Diecimila militari in più per sorvegliare la vigilanza dei grandi eventi estivi. È quanto deciso nel Consiglio straordinario di sicurezza e difesa riunito oggi all’Eliseo. Secondo il ministro dell'Interno, Bernard Cazeneuve, non è solo un aumento numerico: diminuiranno gli uomini dispiegati a Parigi per essere spostati in provincia. Si farà  inoltre un maggiore ricorso alla riserva della Gendarmeria, la polizia militare: per integrare le sue fila sono già pervenute richieste di arruolamento volontario da parte di almeno 2.500 giovani. Nella conferenza stampa a margine del Consiglio, Cazeneuve ha aggiunto che sono state impartite direttive per valutare caso per caso le necessità di concerto con i sindaci, delimitando in maniera precisa le rispettive competenze e responsabilità, e autorizzando gli emissari del governo centrale anche ad annullare senza preavviso determinati appuntamenti, qualora "non ne sussistessero le condizioni" in termini di prevenzione. Per quanto rifguarda le operazioni all’estero, il titolare della Difesa, Jean-Yves le Drian, ha confermato per fine settembre il ritorno nel Mediterraneo orientale, dopo nove mesi, della portaerei 'Charles de Gaulle', ammiraglia della Marina, per incrementare la capacità offensive contro le milizie in Siria e Iraq del sedicente Stato islamico che ha rivendicato sia l'attacco di ieri sia quello del 14 luglio a Nizza.

= = = = =

Attività 1:
Secondo il brano sulle misure di sicurezza in Francia, quando tornerà nel Mediterraneo orientale la portaerei 'Charles de Gaulle'?
Attività 2:
Scrivi il seguito del brano sulle misure di sicurezza in Francia, riprendendo dopo la sua ultima frase.

Dati forniti:
= = = = =

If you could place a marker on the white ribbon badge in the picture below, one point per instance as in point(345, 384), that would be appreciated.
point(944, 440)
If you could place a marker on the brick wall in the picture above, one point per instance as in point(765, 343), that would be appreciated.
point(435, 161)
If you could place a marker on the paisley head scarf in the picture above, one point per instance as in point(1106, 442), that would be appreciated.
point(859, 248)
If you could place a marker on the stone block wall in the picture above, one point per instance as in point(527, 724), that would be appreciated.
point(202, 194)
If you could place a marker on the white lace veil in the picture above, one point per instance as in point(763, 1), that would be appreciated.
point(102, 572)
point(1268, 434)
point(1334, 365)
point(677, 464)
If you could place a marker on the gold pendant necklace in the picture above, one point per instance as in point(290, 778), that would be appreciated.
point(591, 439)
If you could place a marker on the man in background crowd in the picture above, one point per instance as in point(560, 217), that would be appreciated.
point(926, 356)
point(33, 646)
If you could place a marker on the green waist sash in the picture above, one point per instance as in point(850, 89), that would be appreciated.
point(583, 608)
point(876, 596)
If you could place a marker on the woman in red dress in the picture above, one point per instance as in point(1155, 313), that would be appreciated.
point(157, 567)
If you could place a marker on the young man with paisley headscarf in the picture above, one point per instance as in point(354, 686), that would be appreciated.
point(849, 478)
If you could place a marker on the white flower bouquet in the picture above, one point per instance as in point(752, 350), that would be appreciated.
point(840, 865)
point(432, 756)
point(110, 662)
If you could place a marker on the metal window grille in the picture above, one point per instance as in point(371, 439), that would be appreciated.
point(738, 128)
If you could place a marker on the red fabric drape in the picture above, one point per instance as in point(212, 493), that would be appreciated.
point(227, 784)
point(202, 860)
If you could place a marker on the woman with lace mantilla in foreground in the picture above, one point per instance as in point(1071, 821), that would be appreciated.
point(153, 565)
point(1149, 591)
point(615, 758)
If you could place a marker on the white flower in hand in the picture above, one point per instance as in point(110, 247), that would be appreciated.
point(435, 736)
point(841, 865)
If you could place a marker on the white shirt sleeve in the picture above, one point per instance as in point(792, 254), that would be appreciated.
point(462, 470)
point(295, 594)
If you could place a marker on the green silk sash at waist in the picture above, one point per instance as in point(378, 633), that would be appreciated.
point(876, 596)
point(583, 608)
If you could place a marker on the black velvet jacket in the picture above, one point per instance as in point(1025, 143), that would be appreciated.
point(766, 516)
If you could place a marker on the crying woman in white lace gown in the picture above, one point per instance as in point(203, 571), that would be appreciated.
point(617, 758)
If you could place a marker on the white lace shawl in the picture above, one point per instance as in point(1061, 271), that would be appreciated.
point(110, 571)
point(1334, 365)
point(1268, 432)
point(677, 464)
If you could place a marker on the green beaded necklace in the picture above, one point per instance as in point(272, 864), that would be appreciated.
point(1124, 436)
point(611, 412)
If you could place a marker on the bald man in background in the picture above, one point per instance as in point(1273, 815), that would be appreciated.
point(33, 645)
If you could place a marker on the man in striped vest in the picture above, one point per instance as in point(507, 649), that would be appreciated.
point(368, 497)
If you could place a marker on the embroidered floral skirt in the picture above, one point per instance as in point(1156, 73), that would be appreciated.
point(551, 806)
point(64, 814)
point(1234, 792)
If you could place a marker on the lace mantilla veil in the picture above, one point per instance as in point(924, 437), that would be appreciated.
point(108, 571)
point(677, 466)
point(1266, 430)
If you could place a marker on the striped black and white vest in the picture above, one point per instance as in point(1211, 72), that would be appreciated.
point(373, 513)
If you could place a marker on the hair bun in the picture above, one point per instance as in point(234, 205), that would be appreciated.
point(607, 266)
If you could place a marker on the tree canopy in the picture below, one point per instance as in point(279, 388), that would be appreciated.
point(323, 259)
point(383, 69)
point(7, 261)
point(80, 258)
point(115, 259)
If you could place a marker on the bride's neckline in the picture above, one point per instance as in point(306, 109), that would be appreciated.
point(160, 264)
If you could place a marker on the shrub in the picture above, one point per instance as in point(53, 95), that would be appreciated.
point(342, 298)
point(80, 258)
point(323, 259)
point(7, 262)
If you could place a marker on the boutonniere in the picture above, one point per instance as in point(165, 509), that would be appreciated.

= = = = =

Risultato 1:
A fine settembre.

Risultato 2:
Sempre all’Eliseo, stamattina, il Presidente Francois Hollande ha incontrato gli esponenti francesi delle Chiese cattolica, ortodossa e protestante, insieme ai rappresentanti di islam, ebraismo e buddismo, che hanno chiesto maggiore sicurezza nei luoghi di culto. I fedeli in Francia "non devono lasciarsi trascinare nei giochi politici di Daesh - ha detto l’arcivescovo di Parigi, il card. André Vingt-Trois - la trappola è quella di mettere i figli di una stessa famiglia gli uni contro gli altri".  Il rettore della Grande moschea di Parigi, Dalil Boubakeur, ha definito l’attacco alla chiesa  un “sacrilegio blasfemo contrario a ogni insegnamento della nostra religione”. Intanto, proseguono le indagini sui due killer di padre Hamel uccisi nel blitz delle teste di cuoio francesi. Ieri la polizia ha arrestato un minore, forse legato all'assalitore, di cui non è ancora nota l’identità. Si scava, invece, nella vita di Adel Kermiche, il diciannovenne in libertà vigilata che era stato in carcere per quasi un anno per aver tentato di raggiungere i jihadisti in Siria. Ai media francesi i compagni di liceo raccontano che tutti sapevano della sua radicalizzazione.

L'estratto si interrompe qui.